▶ **Data rows**
[START]

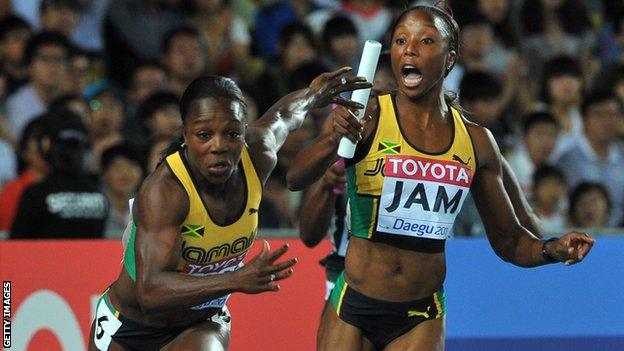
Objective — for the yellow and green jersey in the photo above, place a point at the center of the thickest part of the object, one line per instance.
(208, 248)
(404, 196)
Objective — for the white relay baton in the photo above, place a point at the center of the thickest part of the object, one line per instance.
(368, 65)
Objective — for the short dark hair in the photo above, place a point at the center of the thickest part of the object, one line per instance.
(70, 4)
(290, 30)
(479, 85)
(597, 97)
(546, 171)
(337, 26)
(583, 188)
(303, 75)
(155, 102)
(42, 39)
(120, 150)
(11, 23)
(62, 102)
(175, 32)
(538, 117)
(214, 87)
(556, 67)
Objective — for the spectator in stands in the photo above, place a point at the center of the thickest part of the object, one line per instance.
(479, 51)
(155, 153)
(183, 55)
(480, 95)
(561, 95)
(46, 56)
(498, 14)
(122, 173)
(134, 32)
(75, 103)
(32, 167)
(106, 118)
(147, 78)
(341, 43)
(296, 47)
(66, 203)
(160, 116)
(549, 198)
(589, 206)
(59, 16)
(539, 138)
(597, 157)
(7, 141)
(227, 40)
(271, 19)
(79, 71)
(14, 34)
(553, 28)
(371, 17)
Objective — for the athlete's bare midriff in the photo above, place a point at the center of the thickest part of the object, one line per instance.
(388, 273)
(123, 296)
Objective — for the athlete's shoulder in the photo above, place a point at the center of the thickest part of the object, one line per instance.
(163, 192)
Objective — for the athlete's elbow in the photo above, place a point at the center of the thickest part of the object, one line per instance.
(308, 241)
(147, 299)
(294, 182)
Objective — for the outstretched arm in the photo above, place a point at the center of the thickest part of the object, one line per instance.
(509, 239)
(315, 159)
(267, 135)
(319, 204)
(521, 206)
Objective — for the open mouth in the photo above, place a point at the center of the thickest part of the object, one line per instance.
(411, 75)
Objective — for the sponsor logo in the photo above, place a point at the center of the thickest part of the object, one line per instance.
(458, 159)
(192, 230)
(379, 166)
(414, 313)
(387, 147)
(418, 196)
(200, 255)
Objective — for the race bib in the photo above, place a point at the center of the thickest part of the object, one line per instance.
(106, 325)
(421, 197)
(199, 270)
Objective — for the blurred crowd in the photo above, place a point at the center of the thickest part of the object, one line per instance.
(89, 91)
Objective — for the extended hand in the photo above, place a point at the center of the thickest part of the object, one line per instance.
(571, 248)
(345, 124)
(259, 274)
(335, 176)
(326, 88)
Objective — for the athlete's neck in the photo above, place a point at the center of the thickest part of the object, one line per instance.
(426, 110)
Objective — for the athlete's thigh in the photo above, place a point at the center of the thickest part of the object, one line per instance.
(336, 334)
(204, 336)
(426, 336)
(113, 346)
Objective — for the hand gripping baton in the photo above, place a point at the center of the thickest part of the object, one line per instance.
(368, 65)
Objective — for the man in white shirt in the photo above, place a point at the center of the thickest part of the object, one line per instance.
(597, 157)
(46, 56)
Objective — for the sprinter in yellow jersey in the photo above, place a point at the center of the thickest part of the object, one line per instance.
(416, 160)
(196, 216)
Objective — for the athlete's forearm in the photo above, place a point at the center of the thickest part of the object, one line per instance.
(287, 114)
(316, 213)
(521, 206)
(520, 247)
(173, 291)
(311, 163)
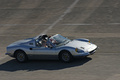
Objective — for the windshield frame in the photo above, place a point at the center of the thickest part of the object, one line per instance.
(60, 40)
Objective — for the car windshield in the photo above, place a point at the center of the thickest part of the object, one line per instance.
(59, 40)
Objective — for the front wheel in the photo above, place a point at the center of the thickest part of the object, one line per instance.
(65, 56)
(21, 56)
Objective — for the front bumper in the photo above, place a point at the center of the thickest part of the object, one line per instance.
(93, 51)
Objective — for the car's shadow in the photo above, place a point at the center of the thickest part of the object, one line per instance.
(33, 65)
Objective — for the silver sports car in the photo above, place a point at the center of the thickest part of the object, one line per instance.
(50, 47)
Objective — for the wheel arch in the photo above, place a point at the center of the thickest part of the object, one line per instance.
(63, 51)
(15, 52)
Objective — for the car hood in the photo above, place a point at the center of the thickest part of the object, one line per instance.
(86, 46)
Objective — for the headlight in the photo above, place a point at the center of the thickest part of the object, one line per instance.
(76, 49)
(89, 41)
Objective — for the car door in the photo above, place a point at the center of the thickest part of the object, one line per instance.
(44, 53)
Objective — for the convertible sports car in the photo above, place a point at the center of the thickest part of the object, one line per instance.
(50, 47)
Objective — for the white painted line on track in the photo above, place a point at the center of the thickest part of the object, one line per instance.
(79, 24)
(61, 17)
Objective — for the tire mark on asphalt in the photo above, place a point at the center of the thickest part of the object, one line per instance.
(88, 11)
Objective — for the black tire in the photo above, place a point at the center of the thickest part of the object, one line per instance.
(21, 56)
(65, 56)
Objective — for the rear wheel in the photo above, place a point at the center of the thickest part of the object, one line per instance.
(21, 56)
(65, 56)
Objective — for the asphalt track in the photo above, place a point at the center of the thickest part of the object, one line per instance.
(97, 20)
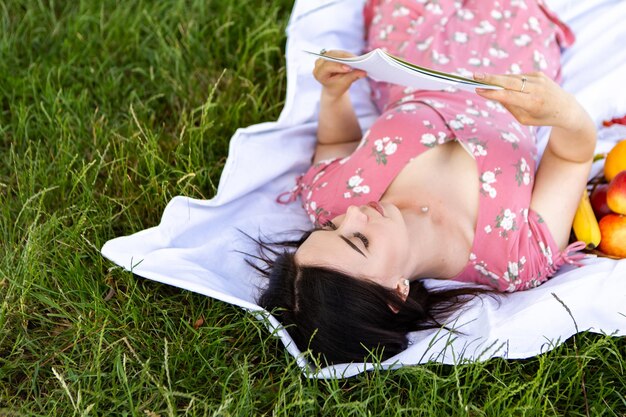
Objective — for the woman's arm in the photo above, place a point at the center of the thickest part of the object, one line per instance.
(566, 162)
(338, 130)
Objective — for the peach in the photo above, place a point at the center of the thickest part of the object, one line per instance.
(615, 161)
(616, 194)
(613, 231)
(598, 201)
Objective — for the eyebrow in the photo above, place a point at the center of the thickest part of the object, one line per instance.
(352, 245)
(345, 239)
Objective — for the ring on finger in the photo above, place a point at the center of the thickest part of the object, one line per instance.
(524, 79)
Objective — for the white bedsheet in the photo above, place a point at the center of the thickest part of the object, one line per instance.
(195, 245)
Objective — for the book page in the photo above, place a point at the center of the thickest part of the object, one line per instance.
(381, 66)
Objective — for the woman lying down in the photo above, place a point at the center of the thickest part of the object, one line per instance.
(443, 185)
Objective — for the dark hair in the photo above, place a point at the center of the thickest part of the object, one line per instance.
(342, 318)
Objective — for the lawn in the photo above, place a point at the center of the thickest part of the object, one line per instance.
(110, 108)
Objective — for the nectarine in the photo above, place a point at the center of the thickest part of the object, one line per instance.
(616, 193)
(613, 231)
(598, 201)
(615, 160)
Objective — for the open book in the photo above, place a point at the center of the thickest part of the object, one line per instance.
(382, 66)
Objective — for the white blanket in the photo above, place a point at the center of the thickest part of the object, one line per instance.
(195, 245)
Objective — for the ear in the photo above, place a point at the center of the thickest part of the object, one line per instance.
(402, 288)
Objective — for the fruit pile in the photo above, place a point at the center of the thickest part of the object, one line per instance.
(600, 220)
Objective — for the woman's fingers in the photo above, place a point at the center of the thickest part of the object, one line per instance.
(520, 83)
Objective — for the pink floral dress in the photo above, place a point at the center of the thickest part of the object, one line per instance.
(512, 249)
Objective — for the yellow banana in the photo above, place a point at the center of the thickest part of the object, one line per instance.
(585, 225)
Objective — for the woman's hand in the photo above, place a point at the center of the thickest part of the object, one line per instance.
(335, 78)
(535, 100)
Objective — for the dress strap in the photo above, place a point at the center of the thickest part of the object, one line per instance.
(290, 196)
(575, 257)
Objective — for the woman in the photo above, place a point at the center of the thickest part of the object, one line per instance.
(443, 185)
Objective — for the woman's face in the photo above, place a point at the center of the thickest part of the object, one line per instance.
(369, 242)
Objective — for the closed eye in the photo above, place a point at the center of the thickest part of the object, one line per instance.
(329, 225)
(363, 239)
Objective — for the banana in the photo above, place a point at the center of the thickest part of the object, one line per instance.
(585, 225)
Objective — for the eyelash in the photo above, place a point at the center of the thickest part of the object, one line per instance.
(330, 224)
(358, 235)
(363, 239)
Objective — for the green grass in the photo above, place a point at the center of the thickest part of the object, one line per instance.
(110, 108)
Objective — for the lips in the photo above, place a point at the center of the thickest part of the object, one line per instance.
(376, 206)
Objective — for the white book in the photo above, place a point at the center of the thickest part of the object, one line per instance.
(382, 66)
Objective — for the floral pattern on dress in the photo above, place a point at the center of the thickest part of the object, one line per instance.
(512, 248)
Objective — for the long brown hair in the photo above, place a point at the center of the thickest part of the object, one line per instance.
(342, 318)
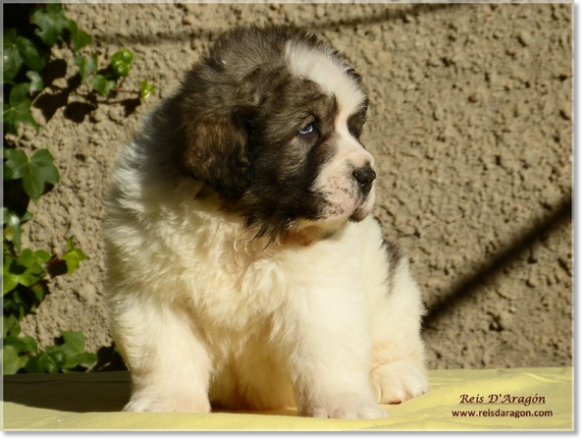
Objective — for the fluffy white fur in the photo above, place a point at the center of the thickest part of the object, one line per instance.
(202, 310)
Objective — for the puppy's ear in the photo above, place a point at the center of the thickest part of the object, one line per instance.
(214, 150)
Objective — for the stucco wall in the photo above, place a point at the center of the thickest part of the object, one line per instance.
(471, 125)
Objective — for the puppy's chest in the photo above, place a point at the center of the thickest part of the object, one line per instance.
(236, 281)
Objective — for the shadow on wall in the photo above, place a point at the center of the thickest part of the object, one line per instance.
(202, 31)
(467, 285)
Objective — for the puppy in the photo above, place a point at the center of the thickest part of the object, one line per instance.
(244, 269)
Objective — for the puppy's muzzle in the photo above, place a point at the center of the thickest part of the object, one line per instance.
(364, 176)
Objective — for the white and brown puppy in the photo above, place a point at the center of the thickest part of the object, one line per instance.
(244, 268)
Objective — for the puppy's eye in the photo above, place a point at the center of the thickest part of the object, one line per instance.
(308, 129)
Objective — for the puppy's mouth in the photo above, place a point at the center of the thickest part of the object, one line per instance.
(353, 206)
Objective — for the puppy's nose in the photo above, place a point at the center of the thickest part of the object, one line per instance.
(365, 176)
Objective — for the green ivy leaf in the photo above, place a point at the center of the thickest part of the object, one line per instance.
(87, 65)
(25, 344)
(11, 55)
(36, 82)
(18, 93)
(35, 173)
(73, 256)
(12, 230)
(16, 115)
(42, 363)
(146, 89)
(29, 54)
(10, 281)
(79, 38)
(102, 85)
(75, 340)
(27, 269)
(51, 22)
(11, 361)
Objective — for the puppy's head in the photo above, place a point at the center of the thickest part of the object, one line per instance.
(271, 121)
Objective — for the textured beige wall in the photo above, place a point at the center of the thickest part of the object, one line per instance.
(470, 122)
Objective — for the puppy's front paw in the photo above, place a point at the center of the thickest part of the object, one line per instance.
(167, 405)
(345, 408)
(399, 381)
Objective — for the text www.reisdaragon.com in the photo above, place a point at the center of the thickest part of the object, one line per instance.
(517, 414)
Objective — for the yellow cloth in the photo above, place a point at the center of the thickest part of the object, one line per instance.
(92, 401)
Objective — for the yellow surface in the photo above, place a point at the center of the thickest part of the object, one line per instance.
(91, 401)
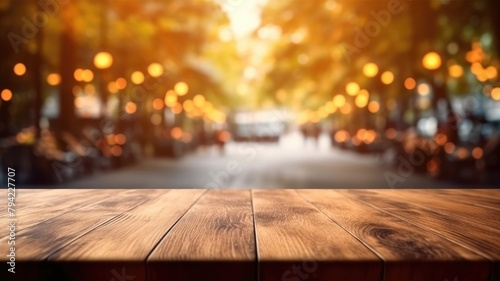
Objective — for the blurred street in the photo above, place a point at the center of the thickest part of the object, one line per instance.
(291, 163)
(221, 94)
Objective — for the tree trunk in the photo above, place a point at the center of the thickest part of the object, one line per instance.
(67, 52)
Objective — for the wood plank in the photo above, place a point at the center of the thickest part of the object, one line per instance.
(474, 213)
(480, 197)
(36, 243)
(214, 240)
(296, 241)
(126, 241)
(64, 201)
(409, 253)
(477, 237)
(29, 198)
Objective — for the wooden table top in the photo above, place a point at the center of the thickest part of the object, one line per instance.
(268, 235)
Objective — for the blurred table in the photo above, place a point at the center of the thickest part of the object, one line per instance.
(195, 234)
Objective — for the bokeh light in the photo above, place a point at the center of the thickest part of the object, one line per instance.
(53, 79)
(20, 69)
(431, 61)
(137, 77)
(370, 69)
(352, 88)
(6, 95)
(410, 83)
(155, 70)
(181, 88)
(130, 107)
(103, 60)
(387, 77)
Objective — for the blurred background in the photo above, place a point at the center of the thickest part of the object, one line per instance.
(250, 93)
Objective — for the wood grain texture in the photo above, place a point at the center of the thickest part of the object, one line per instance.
(262, 235)
(43, 208)
(480, 197)
(36, 243)
(29, 198)
(485, 216)
(124, 242)
(296, 241)
(214, 240)
(475, 236)
(410, 253)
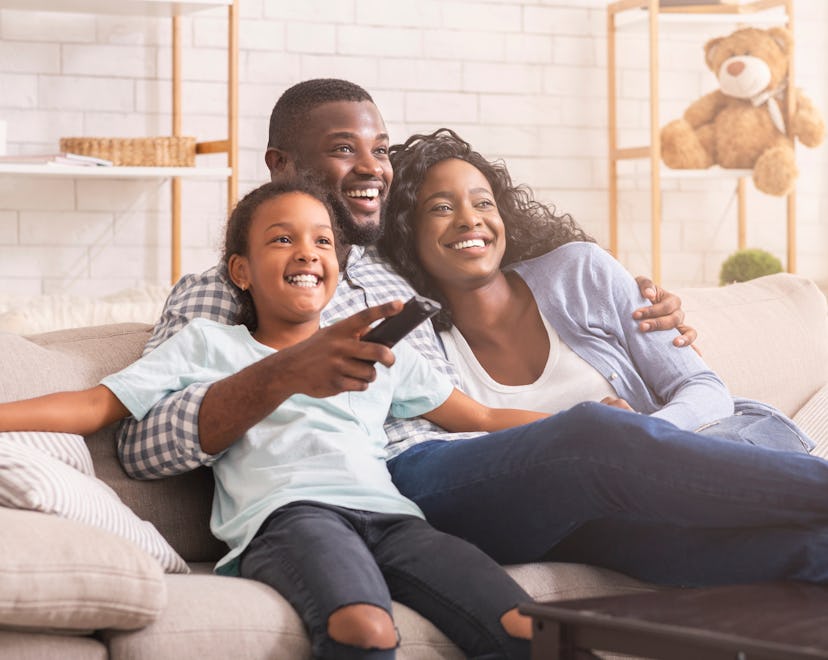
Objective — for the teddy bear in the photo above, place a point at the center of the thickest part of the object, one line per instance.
(744, 123)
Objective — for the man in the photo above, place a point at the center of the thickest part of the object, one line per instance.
(514, 493)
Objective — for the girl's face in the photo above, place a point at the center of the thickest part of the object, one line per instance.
(291, 269)
(459, 234)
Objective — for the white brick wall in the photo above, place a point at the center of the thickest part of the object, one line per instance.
(523, 80)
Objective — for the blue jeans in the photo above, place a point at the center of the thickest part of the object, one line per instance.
(517, 494)
(322, 558)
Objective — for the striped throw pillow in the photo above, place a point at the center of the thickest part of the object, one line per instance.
(34, 479)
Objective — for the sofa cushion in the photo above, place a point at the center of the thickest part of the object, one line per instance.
(255, 621)
(766, 338)
(57, 574)
(16, 645)
(31, 479)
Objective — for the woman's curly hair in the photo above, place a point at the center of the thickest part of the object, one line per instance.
(237, 231)
(531, 228)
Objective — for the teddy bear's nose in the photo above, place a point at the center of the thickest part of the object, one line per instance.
(735, 68)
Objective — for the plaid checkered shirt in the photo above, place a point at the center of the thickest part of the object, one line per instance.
(166, 441)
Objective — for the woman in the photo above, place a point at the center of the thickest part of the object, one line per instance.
(519, 286)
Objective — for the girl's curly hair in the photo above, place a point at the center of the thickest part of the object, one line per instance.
(237, 231)
(531, 228)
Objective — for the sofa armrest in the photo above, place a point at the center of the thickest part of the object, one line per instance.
(60, 575)
(766, 338)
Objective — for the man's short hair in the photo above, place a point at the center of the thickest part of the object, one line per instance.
(296, 102)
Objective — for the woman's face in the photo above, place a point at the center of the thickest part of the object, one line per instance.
(291, 268)
(459, 234)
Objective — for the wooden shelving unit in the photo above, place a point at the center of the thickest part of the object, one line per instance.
(624, 13)
(229, 145)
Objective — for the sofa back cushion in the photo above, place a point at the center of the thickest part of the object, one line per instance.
(179, 507)
(766, 338)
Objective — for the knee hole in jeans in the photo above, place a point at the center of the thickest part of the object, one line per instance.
(364, 626)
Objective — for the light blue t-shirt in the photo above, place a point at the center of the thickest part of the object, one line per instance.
(329, 450)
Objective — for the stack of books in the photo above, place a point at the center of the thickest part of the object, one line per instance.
(60, 158)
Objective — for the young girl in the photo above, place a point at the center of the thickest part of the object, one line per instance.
(303, 499)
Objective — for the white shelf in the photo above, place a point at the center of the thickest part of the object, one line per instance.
(164, 8)
(638, 20)
(11, 169)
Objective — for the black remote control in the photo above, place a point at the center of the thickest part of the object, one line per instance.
(394, 328)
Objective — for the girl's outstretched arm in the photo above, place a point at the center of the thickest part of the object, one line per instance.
(462, 413)
(82, 412)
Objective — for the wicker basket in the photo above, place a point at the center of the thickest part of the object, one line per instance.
(146, 152)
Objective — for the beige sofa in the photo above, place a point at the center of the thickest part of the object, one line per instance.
(69, 590)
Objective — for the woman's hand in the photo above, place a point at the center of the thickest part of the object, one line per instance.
(615, 402)
(664, 314)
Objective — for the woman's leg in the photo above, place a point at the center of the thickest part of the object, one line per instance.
(518, 493)
(694, 557)
(454, 585)
(313, 556)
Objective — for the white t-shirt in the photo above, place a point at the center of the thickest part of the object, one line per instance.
(329, 450)
(566, 379)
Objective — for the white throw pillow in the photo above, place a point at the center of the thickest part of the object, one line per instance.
(66, 447)
(813, 419)
(32, 479)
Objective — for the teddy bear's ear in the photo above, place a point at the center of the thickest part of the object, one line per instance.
(710, 51)
(783, 38)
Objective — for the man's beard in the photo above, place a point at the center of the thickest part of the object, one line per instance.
(353, 232)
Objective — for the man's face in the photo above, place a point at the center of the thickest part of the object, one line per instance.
(346, 143)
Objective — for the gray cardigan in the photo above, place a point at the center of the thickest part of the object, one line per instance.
(588, 298)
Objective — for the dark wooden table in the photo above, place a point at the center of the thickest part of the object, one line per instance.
(770, 621)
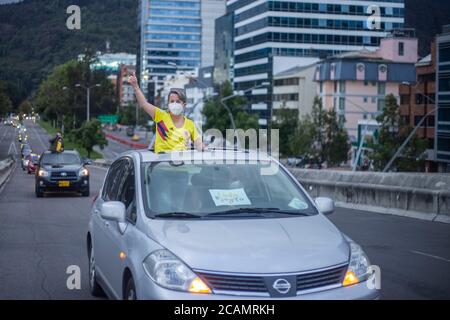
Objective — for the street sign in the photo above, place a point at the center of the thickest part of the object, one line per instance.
(108, 118)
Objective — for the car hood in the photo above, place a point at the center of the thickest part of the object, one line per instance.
(70, 167)
(253, 245)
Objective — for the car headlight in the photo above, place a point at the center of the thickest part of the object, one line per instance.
(83, 172)
(170, 272)
(43, 173)
(358, 269)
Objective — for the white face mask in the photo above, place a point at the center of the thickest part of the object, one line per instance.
(176, 108)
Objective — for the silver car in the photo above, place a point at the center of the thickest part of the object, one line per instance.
(217, 225)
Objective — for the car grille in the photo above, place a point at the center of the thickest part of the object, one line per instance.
(234, 283)
(56, 176)
(313, 280)
(308, 281)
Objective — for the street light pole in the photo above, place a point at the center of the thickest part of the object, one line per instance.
(400, 150)
(88, 99)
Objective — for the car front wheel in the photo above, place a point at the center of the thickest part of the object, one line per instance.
(94, 287)
(39, 193)
(130, 290)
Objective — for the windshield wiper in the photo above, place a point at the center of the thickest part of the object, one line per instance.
(257, 211)
(185, 215)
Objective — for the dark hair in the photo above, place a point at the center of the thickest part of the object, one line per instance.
(179, 92)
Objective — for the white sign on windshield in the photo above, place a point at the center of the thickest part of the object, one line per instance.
(232, 197)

[END]

▶ **Exercise**
Give back exactly the lines that run from the line with "Objective — for the windshield wiper" through the close of the material, counting both ends, and nothing more.

▶ **Solution for this task**
Objective — for the windshield wiper in the photo above, place a point at the center of the thickest part of the object, one line per instance.
(257, 211)
(185, 215)
Objective — for the dark hair in the photo above, place a point at the center of the thickest part of the object, one line per instance.
(179, 92)
Objective — for the white sign on windshield in the photo above, place a point at the center of the thickest part of the object, one line per instance.
(232, 197)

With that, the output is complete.